→ Source document
↓↓↓
Other times we got tickets to premiers in New York. I remember seeing “The Abyss” at Radio City Music Hall where I got run over by Eddie Murphy’s body guards. I got a freebie to Rambo III, which wasn’t exciting at all, and a bunch of us went to the 30th anniversary screening of “Gone with the Wind,” also at Radio City, where Butterfly McQueen spoke before the movie.

Sometimes we had famous people in the building. Kool Moe Dee, and Big Daddy Kane visited us once, and Tempest Bledsoe from the Cosby Show came for a photo shoot. That was pretty much it during my years there.

While the money wasn’t great, I was living at home and had few expenses. I gained tons of experience, but it wasn’t all art related. I learned that I could belong to a group…that I could be liked…dare I say “popular?” It was something totally new to me, and to be honest, something I never felt at any job again.

Eventually the magazines were bought by Sterling Publications, and I was offered to stay on as the Art Director to both magazines. I turned them down. I was afraid to go work in the City…see this job was a quick 10 minute drive from my home in New Jersey. Going to work in New York meant busses and extra taxes and long commutes. So I said no.

I’ve always regretted it. So I’d go back to that time…I’d be thin and have fun and drive my Karmann Ghia with the top down.
↑↑↑
Some rows
↓↓↓
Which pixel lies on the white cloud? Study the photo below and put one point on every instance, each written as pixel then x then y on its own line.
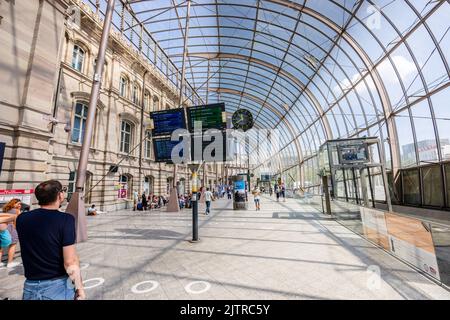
pixel 403 65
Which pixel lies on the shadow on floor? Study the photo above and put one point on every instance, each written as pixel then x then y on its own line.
pixel 145 234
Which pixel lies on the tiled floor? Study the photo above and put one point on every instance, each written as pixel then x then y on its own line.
pixel 285 251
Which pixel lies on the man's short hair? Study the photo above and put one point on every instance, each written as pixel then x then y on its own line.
pixel 47 192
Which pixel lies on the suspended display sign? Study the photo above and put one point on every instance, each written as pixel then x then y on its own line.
pixel 164 148
pixel 352 154
pixel 2 153
pixel 213 148
pixel 24 195
pixel 167 121
pixel 211 117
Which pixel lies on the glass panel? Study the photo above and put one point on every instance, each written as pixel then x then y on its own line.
pixel 432 186
pixel 406 139
pixel 411 188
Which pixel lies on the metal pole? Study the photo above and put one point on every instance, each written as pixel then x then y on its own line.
pixel 173 201
pixel 76 206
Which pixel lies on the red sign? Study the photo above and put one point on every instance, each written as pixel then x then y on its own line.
pixel 16 191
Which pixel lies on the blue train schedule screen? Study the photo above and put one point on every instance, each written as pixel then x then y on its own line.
pixel 167 121
pixel 163 150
↑↑↑
→ What you will do
A - List every movie title that the memoir names as a screening the writer attended.
B - Return the passage of the memoir from "Sometimes we had" to "So I said no.", copied word for word.

→ Results for the exercise
A -
The Abyss
Rambo III
Gone with the Wind

B -
Sometimes we had famous people in the building. Kool Moe Dee, and Big Daddy Kane visited us once, and Tempest Bledsoe from the Cosby Show came for a photo shoot. That was pretty much it during my years there.

While the money wasn’t great, I was living at home and had few expenses. I gained tons of experience, but it wasn’t all art related. I learned that I could belong to a group…that I could be liked…dare I say “popular?” It was something totally new to me, and to be honest, something I never felt at any job again.

Eventually the magazines were bought by Sterling Publications, and I was offered to stay on as the Art Director to both magazines. I turned them down. I was afraid to go work in the City…see this job was a quick 10 minute drive from my home in New Jersey. Going to work in New York meant busses and extra taxes and long commutes. So I said no.